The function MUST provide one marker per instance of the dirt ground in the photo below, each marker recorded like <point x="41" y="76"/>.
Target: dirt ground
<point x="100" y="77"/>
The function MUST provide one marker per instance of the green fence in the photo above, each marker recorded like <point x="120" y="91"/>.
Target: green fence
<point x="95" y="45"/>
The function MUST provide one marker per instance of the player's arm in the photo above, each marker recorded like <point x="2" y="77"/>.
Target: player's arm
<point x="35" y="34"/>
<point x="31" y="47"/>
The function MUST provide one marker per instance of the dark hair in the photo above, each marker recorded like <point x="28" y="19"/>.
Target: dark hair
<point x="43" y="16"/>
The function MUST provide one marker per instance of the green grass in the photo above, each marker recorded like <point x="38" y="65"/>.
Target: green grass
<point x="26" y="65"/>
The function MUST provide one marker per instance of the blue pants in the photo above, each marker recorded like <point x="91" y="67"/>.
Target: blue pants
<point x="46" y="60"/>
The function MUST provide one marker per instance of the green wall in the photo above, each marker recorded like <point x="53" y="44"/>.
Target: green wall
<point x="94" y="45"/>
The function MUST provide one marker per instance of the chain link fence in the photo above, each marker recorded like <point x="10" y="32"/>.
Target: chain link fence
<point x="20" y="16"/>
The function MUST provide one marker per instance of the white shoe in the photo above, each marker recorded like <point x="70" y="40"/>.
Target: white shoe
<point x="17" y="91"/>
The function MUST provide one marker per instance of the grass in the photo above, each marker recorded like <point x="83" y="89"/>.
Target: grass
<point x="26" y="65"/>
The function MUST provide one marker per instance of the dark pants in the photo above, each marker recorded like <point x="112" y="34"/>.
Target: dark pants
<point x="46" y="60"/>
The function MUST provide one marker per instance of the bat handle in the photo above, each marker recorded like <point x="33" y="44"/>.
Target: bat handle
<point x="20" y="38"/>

Request: Copy out every item above word for word, keeping the original order and line breaks.

Exercise answer:
The function MUST provide one marker per instance of the dirt ground in the photo below, each marker recorded like <point x="41" y="76"/>.
Target: dirt ground
<point x="100" y="77"/>
The function MUST provide one marker per instance of the green fence in the photo above, each marker recorded like <point x="120" y="91"/>.
Target: green fence
<point x="95" y="45"/>
The function MUST provide one marker per instance of the player's arm in the photo above, each marker recorded like <point x="2" y="77"/>.
Target: player's arm
<point x="35" y="34"/>
<point x="31" y="47"/>
The function MUST provide one marker per instance of the dark hair in the photo above, each marker recorded like <point x="28" y="19"/>.
Target: dark hair
<point x="43" y="16"/>
The function MUST provide one marker per instance of the green grass in the photo above, each marker recorded like <point x="38" y="65"/>.
Target: green grass
<point x="26" y="65"/>
The function MUST provide one marker per instance of the blue pants in the photo above, each marker recorded like <point x="91" y="67"/>.
Target: blue pants
<point x="46" y="60"/>
The function MUST provide one marker per instance of the green wall in the photo above, each marker recorded like <point x="53" y="44"/>.
Target: green wall
<point x="94" y="45"/>
The function MUST provide one marker per instance of the chain link fence in the photo above, each marker recorded like <point x="10" y="32"/>.
Target: chain link fence
<point x="20" y="16"/>
The function MUST provide one marker per instance of the white shoe in the photo above, each marker recorded like <point x="70" y="40"/>.
Target: white shoe
<point x="17" y="91"/>
The function MUST provide one marker per instance of the grass in the photo above, each marker recorded like <point x="83" y="89"/>.
Target: grass
<point x="26" y="65"/>
The function MUST provide one marker per instance of the dark pants in the photo above, each marker recorded like <point x="112" y="34"/>.
Target: dark pants
<point x="46" y="60"/>
The function MUST provide one marker per instance of the bat handle in the photo above, each marker recorded like <point x="33" y="44"/>.
Target: bat handle
<point x="20" y="38"/>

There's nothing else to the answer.